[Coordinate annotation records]
_ _ _

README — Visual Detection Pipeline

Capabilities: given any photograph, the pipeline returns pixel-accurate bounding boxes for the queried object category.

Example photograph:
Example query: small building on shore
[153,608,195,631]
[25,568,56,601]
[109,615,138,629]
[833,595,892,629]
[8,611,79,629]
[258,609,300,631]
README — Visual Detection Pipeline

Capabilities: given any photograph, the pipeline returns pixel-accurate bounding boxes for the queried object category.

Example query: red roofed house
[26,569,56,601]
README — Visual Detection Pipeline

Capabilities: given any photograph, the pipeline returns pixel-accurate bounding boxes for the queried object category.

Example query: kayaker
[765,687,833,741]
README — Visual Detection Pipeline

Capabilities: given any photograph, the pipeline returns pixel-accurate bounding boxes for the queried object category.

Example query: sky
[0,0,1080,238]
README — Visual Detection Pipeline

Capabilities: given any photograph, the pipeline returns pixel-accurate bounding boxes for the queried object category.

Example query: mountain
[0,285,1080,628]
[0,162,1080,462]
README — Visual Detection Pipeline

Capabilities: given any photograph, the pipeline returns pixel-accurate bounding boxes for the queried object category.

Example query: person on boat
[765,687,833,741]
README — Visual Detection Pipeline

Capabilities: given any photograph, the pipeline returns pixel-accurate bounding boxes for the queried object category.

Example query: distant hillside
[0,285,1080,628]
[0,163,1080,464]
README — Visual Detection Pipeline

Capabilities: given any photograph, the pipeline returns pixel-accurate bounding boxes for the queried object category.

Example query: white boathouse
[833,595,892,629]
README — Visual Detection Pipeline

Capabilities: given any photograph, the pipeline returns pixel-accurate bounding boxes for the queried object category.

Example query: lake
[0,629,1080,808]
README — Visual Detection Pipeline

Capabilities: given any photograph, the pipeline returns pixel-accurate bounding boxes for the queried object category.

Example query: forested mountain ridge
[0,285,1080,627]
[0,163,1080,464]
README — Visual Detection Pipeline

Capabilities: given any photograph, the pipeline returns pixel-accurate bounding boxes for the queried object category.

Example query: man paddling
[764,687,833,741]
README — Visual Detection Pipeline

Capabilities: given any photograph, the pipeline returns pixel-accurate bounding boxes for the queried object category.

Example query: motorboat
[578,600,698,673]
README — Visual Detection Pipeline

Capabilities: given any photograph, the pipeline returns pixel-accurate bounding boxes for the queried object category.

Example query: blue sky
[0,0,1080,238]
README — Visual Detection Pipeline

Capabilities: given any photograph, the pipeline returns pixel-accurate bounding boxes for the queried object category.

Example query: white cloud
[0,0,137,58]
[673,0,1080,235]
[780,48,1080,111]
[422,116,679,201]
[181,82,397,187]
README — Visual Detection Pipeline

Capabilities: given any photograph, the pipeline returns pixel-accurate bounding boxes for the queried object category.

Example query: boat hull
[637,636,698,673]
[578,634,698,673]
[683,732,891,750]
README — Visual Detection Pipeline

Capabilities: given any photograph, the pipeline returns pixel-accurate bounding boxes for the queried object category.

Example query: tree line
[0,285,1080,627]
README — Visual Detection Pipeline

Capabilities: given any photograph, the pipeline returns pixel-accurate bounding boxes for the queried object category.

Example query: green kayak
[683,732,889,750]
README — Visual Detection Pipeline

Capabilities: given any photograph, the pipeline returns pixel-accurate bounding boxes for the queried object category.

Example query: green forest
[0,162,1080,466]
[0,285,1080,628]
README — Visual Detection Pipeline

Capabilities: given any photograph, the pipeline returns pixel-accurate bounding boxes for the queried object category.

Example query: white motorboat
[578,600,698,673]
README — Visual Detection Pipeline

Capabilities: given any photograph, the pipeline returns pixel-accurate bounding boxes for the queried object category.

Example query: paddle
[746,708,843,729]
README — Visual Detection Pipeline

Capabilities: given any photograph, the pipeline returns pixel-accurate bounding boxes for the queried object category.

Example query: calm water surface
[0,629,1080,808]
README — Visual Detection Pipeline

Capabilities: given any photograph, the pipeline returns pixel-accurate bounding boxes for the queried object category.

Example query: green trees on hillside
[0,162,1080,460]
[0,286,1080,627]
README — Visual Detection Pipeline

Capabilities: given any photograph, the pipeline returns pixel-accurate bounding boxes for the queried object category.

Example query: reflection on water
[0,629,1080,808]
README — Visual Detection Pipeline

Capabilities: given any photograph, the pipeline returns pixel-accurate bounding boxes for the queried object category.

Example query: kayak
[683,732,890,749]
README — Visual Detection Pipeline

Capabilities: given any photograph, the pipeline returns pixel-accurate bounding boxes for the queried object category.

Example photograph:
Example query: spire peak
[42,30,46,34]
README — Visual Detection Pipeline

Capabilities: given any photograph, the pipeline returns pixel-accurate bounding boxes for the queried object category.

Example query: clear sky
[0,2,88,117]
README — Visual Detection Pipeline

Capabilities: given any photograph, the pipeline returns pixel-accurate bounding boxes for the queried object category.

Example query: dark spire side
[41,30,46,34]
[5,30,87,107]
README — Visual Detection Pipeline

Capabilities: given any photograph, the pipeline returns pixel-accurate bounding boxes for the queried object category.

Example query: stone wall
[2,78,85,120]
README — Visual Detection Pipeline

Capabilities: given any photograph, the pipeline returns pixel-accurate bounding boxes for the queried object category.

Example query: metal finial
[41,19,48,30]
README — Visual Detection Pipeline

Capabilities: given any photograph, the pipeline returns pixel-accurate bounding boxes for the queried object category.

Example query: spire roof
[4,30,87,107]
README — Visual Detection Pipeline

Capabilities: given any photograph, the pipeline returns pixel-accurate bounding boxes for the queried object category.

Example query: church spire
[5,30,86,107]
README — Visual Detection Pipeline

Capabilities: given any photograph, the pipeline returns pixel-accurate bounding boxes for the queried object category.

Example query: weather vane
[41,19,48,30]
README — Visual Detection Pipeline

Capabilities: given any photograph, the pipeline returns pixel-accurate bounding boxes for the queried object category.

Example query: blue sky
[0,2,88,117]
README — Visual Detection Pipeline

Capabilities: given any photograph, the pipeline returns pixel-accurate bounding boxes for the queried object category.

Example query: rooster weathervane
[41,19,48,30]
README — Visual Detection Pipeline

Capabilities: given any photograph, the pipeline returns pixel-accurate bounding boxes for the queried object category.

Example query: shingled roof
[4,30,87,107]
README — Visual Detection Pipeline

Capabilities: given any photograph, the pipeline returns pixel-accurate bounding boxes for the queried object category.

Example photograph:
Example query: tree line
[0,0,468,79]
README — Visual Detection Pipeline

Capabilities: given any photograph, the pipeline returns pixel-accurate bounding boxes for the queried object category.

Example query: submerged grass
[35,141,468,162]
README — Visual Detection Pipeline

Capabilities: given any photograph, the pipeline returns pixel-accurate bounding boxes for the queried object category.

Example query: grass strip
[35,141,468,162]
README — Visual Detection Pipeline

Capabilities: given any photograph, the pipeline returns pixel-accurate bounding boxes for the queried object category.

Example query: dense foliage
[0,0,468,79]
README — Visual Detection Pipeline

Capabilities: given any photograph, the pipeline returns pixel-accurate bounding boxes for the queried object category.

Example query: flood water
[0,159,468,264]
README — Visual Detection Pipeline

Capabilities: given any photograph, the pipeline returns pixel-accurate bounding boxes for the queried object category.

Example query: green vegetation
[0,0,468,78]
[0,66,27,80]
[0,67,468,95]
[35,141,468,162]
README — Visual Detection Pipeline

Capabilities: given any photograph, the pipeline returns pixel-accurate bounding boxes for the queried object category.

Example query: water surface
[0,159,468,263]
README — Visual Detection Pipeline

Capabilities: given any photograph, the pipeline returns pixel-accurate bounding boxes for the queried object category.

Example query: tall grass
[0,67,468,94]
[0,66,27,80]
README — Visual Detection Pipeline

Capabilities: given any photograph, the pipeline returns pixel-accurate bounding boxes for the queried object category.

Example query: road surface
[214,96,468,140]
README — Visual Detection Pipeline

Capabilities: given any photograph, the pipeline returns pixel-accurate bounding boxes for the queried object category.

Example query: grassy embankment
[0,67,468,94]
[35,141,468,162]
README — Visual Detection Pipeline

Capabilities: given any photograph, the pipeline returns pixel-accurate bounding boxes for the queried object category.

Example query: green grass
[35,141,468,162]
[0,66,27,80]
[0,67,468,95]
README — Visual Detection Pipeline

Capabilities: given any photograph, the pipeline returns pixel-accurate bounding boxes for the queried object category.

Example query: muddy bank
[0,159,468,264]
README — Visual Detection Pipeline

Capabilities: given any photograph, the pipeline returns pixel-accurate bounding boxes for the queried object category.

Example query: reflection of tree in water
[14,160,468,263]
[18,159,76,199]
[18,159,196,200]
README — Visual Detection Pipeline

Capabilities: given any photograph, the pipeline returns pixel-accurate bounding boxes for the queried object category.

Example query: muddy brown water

_ _ _

■ What is being asked
Put the records, from the first line up to and including the line with "[258,609,300,631]", into a Markdown table with columns Row and Text. Number each non-blank line, and leave out blank lines.

■ Task result
| Row | Text |
|---|---|
| 1 | README — Visual Detection Pipeline |
| 2 | Capabilities: given any photograph, the pipeline returns pixel-accurate bounding boxes for the queried object category. |
| 3 | Example photograph: |
| 4 | Example query: small building on shore |
| 5 | [153,608,195,631] |
| 6 | [25,568,56,601] |
| 7 | [109,615,138,629] |
| 8 | [833,595,892,629] |
| 9 | [8,611,79,629] |
| 10 | [258,609,300,631] |